### TEXTE À LIRE ###
Contexte
Le Burkina Faso s’enfonce progressivement dans un régime autoritaire depuis la prise de pouvoir du capitaine Ibrahim Traoré et du Mouvement Patriotique pour la Sauvegarde et la Restauration (MPSR) II, en particulier ces derniers temps. Les professionnels des médias, les organisations de la société civile (OSC), les partis politiques et les autres personnes qui critiquent le régime en place ou sont considérées comme des opposants sont criminalisés et arrêtés, détenus ou réquisitionnés par les milices pour se rendre sur le champ de bataille. Des proches sont nommés à des postes clés et des massacres de civils sont perpétrés au nom de la lutte contre le terrorisme.
###
À FAIRE:
Répondez aux questions suivantes d'après le texte sur le Burkina Faso.
1. Depuis la prise de pouvoir de qui le pays s'enfonce-t-il dans un régime autoritaire ?
2. Quel sort est réservé aux personnes qui critiquent le régime ou sont considérées comme des opposants ?
3. Au nom de quoi des massacres de civils sont-ils perpétrés ?
La liste qui suit constitue un matériel indépendant du texte sur le Burkina Faso.
### DONNÉES FOURNIES ###
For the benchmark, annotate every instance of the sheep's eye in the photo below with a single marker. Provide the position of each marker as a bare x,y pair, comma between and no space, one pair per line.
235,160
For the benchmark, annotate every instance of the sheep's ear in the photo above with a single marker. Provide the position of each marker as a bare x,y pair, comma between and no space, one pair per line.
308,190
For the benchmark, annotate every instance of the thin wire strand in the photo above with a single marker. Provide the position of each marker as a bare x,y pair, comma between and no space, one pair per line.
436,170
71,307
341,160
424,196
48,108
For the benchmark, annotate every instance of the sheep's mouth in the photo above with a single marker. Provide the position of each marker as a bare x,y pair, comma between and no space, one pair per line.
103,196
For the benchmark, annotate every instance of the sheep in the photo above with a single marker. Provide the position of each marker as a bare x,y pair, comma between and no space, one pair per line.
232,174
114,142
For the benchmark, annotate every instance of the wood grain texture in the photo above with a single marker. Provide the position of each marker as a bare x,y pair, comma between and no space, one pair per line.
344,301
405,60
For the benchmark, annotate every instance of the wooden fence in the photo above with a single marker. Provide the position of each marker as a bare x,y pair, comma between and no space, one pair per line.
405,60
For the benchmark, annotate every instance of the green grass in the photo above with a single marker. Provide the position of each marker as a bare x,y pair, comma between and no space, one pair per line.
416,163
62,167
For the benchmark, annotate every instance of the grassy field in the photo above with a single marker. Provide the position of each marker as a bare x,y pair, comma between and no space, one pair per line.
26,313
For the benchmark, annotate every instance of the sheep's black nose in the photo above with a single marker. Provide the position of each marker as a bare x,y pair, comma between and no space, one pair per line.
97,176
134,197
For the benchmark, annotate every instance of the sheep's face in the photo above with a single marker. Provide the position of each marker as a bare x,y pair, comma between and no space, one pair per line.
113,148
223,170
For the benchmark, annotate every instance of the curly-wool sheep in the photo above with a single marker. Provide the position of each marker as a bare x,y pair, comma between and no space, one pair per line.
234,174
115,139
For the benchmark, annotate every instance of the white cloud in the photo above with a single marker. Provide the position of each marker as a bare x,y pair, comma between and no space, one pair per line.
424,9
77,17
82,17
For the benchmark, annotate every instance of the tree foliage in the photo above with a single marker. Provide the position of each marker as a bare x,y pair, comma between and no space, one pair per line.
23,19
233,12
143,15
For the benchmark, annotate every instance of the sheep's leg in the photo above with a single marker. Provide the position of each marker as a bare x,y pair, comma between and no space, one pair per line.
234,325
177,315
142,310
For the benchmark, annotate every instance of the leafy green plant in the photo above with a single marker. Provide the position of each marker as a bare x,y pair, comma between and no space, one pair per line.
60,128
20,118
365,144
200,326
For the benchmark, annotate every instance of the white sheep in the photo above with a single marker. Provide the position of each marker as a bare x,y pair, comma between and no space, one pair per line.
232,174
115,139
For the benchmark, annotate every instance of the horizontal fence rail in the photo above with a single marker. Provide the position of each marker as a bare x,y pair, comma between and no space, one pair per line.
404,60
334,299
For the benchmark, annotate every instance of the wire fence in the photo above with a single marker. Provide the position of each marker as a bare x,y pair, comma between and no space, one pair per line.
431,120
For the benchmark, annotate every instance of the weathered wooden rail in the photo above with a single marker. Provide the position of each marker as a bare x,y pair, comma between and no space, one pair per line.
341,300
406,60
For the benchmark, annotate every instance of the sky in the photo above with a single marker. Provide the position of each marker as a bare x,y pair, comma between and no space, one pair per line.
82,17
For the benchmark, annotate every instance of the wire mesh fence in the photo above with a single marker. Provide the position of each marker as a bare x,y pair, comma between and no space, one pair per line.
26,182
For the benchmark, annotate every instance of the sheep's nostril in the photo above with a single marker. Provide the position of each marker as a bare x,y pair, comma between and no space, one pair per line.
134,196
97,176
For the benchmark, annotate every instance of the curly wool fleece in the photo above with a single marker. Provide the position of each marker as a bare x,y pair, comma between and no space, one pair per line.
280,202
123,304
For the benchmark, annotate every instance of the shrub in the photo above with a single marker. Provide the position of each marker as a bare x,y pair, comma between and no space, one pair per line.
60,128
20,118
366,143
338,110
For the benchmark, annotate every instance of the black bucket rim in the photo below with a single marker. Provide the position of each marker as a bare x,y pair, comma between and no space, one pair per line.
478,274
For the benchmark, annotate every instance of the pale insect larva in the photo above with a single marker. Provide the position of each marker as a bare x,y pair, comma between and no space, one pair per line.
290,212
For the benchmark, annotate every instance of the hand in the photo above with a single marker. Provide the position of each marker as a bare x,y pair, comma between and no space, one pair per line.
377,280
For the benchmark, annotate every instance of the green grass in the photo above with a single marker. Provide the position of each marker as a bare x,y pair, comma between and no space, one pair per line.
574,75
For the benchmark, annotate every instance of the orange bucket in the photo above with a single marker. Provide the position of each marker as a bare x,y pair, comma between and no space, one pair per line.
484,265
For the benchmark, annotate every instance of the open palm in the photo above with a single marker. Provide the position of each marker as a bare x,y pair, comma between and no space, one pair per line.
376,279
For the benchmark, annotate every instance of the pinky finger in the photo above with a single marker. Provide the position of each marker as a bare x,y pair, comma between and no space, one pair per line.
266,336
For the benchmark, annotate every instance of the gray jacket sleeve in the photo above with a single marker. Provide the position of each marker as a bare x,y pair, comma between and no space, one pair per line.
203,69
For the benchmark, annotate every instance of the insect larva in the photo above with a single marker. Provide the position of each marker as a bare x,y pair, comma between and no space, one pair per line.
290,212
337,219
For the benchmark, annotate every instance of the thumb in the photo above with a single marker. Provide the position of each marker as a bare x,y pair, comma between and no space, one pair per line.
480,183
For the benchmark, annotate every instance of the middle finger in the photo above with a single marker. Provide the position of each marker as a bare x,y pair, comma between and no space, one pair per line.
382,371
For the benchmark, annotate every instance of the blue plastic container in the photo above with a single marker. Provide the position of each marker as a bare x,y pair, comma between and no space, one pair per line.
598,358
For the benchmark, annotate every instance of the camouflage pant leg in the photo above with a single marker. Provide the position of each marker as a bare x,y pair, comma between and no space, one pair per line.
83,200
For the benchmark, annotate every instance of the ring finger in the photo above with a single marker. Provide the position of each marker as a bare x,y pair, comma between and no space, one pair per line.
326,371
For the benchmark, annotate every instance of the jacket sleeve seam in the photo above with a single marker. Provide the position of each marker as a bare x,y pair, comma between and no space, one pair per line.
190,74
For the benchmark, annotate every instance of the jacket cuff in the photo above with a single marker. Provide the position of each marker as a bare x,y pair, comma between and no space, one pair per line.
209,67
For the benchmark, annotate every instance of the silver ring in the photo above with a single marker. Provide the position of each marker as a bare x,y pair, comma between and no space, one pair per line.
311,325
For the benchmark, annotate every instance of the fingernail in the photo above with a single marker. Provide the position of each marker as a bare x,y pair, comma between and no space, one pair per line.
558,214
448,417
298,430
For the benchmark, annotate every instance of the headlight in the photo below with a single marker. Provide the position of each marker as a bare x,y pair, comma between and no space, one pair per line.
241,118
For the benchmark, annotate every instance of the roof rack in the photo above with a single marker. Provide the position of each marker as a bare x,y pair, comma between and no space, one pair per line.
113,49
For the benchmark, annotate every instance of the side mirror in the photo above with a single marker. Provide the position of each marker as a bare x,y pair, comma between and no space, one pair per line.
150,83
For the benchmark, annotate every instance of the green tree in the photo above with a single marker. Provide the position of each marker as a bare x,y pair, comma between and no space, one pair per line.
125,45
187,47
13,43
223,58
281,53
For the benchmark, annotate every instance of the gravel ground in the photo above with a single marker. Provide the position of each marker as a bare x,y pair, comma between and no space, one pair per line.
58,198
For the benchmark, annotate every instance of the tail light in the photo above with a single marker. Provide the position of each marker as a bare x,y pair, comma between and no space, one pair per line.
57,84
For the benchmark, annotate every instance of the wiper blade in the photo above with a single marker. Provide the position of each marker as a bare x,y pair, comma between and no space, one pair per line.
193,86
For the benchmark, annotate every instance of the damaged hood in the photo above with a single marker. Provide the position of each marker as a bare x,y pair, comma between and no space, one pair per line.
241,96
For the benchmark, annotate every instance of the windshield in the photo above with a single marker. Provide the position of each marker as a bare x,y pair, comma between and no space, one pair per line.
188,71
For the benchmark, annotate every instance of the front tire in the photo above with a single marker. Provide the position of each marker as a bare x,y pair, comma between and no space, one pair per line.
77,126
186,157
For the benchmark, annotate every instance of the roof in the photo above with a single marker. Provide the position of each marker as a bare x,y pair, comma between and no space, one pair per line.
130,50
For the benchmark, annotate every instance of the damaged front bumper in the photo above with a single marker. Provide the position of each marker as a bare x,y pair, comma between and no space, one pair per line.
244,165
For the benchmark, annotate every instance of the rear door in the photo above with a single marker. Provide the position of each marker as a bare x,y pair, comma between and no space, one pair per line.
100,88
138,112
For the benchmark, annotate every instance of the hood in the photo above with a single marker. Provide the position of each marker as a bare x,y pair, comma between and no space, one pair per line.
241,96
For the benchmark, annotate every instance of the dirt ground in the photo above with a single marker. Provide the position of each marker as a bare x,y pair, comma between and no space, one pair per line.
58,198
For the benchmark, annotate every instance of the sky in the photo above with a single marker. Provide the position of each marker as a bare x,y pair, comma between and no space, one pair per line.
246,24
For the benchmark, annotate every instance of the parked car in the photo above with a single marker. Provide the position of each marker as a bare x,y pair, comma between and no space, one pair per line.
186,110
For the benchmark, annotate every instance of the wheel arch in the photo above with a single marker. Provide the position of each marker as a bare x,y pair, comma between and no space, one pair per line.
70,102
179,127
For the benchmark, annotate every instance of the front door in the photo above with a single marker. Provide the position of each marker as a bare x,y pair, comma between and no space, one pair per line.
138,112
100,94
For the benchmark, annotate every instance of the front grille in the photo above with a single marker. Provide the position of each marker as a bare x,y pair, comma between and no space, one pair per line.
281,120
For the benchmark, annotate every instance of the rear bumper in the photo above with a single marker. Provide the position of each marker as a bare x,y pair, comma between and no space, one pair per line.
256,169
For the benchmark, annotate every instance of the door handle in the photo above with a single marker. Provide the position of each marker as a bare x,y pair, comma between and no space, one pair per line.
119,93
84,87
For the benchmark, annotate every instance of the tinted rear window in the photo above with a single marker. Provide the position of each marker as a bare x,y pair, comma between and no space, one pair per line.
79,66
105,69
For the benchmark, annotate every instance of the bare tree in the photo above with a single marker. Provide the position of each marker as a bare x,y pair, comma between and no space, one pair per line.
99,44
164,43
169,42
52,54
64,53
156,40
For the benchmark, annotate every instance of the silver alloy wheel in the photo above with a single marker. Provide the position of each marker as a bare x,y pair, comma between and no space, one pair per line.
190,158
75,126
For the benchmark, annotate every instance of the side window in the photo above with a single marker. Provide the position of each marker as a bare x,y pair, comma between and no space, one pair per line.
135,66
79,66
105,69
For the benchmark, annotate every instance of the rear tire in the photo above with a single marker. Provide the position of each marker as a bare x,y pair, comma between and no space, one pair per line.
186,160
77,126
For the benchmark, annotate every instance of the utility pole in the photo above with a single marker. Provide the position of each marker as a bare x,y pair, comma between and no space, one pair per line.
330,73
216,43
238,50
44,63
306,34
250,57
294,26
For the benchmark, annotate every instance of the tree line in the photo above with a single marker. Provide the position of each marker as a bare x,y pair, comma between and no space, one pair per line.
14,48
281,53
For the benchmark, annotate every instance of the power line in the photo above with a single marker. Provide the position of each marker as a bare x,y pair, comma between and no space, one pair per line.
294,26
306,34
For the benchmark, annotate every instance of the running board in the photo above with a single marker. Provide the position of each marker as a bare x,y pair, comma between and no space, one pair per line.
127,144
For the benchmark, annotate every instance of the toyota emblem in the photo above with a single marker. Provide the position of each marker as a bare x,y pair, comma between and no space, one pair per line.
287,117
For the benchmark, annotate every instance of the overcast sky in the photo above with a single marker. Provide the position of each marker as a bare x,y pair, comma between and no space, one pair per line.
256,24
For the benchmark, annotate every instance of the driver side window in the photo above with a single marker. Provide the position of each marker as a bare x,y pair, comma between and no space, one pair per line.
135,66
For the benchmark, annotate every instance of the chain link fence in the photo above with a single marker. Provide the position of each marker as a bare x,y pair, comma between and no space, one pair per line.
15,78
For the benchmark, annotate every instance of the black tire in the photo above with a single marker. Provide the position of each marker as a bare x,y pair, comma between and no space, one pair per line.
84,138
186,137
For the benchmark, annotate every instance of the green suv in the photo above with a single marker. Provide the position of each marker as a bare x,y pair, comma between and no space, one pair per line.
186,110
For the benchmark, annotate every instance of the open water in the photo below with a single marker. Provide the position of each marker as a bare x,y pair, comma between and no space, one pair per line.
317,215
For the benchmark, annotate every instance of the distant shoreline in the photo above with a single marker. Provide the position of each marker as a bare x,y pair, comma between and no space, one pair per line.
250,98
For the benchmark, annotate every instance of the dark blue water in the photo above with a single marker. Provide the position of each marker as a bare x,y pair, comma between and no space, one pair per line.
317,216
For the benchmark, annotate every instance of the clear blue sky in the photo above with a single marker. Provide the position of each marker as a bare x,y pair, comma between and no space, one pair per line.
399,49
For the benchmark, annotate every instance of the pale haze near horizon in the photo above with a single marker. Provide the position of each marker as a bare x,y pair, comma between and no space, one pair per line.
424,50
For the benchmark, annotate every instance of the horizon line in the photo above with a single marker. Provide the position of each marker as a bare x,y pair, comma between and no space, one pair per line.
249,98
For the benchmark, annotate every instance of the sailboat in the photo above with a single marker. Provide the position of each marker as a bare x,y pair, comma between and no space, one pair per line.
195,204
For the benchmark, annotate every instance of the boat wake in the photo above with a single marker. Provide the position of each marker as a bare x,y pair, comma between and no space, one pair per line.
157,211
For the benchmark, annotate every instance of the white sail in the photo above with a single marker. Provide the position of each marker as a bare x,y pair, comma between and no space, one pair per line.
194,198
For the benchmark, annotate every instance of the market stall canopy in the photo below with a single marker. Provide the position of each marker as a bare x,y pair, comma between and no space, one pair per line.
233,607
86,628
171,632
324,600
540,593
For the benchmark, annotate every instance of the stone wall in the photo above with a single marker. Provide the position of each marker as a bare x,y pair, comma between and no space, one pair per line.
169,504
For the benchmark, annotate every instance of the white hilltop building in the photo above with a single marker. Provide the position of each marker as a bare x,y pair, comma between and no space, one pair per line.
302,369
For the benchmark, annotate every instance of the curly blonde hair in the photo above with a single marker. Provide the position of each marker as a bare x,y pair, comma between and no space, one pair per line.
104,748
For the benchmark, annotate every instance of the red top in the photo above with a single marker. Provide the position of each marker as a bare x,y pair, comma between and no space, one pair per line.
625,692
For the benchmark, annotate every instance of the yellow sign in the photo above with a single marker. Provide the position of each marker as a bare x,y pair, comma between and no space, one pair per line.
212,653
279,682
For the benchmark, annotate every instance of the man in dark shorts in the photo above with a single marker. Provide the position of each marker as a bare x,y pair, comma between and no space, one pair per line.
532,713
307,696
###
CORRIGÉ:
1. Du capitaine Ibrahim Traoré et du Mouvement Patriotique pour la Sauvegarde et la Restauration (MPSR) II.
2. Elles sont criminalisées et arrêtées, détenues ou réquisitionnées par les milices pour se rendre sur le champ de bataille.
3. Au nom de la lutte contre le terrorisme.